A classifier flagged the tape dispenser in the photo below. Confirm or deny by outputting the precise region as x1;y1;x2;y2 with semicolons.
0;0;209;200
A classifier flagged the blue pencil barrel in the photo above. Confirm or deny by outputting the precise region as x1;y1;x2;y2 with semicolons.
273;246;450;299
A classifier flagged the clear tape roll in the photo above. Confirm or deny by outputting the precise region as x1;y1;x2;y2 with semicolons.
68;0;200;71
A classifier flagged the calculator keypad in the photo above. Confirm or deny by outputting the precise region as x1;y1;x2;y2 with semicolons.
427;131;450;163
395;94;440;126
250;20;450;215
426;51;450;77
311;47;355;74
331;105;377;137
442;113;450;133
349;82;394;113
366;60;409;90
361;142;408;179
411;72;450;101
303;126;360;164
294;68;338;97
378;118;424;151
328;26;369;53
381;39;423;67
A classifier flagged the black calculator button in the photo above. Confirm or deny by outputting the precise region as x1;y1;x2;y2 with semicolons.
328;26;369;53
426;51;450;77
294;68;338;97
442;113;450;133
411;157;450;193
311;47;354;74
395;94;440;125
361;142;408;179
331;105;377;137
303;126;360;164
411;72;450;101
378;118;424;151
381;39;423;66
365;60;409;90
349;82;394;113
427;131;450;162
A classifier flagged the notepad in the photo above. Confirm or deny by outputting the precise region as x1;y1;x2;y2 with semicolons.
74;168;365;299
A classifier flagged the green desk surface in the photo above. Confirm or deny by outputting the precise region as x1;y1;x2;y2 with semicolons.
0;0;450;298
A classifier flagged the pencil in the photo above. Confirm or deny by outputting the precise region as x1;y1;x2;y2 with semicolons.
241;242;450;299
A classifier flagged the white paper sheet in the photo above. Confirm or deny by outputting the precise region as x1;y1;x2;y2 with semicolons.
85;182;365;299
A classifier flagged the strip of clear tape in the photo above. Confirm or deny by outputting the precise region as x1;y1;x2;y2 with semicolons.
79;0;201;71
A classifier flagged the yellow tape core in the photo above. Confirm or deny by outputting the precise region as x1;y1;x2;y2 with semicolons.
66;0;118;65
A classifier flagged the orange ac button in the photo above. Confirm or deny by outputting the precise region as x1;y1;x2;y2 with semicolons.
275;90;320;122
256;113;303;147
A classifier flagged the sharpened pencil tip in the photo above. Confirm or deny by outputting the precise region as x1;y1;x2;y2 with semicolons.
● ● ● ●
● **STATED TASK**: Can you rewrite all of the records above with "classifier" replaced by "detector" and everything else kept the same?

● **RESULT FOR THIS TASK**:
A detector flagged the tape dispenser in the photo below. Confirm or deny by outputting the precise region as x1;y1;x2;y2 with semicolons.
0;0;209;200
A detector flagged the blue pencil barrel in the photo above. Confirm or deny by outputting the precise region as x1;y1;x2;y2 with semicolons.
273;246;450;299
A detector flagged the clear tape roll in the photo above. Confirm or deny by outputting the precise region as x1;y1;x2;y2 with semicolons.
68;0;200;71
A detector flagged the calculator keypad in the photo above. Confirm or deny by outputting the precise region as x1;y1;x2;y2 with semicolons.
427;131;450;163
395;94;440;126
250;20;450;215
426;51;450;77
311;47;355;74
331;105;377;137
442;113;450;133
349;82;394;113
366;60;409;90
361;142;408;179
411;72;450;101
303;126;360;164
294;68;338;97
378;118;424;151
328;26;369;53
381;39;423;67
A detector flagged the black calculator button in the photo above. Confirm or deny by outputting the precise region as x1;y1;x2;y2 with semicolons.
328;26;369;53
426;51;450;77
294;68;338;97
442;113;450;133
411;157;450;193
311;47;354;74
395;94;440;125
361;142;408;179
331;105;377;137
303;126;360;164
411;72;450;101
378;118;424;151
381;39;423;66
365;60;409;90
349;82;394;113
427;131;450;162
A detector flagged the notepad in the photo above. Confirm or deny by outputting the precise region as x1;y1;x2;y2 with semicolons.
74;168;365;299
A detector flagged the green desk surface in the photo above. Confirm or deny by outputting the precise region as x1;y1;x2;y2 with semicolons.
0;0;450;298
A detector flagged the pencil in the photo above. Confirm or deny by outputting the precise region as x1;y1;x2;y2 with semicolons.
241;242;450;299
A detector flagged the white paper sheet in the photo above. Confirm or deny by outputting the precise region as x1;y1;x2;y2 with semicolons.
85;182;365;299
A detector flagged the strip of clear tape in the photo above. Confirm or deny by outputting the precise region as x1;y1;x2;y2 with semicolons.
79;0;201;71
A detector flagged the yellow tape core in the photo above. Confirm or deny by outputting the precise region as x1;y1;x2;y2 with semicolons.
66;0;118;65
A detector flagged the orange ac button in the photo above. Confirm or deny by outputting the precise region as x1;y1;x2;y2 with semicolons.
275;90;320;122
256;113;303;147
A detector flagged the sharpened pencil tip in the photo above. Confirm or deny by outputting the precise region as x1;y1;x2;y2 with semicolons.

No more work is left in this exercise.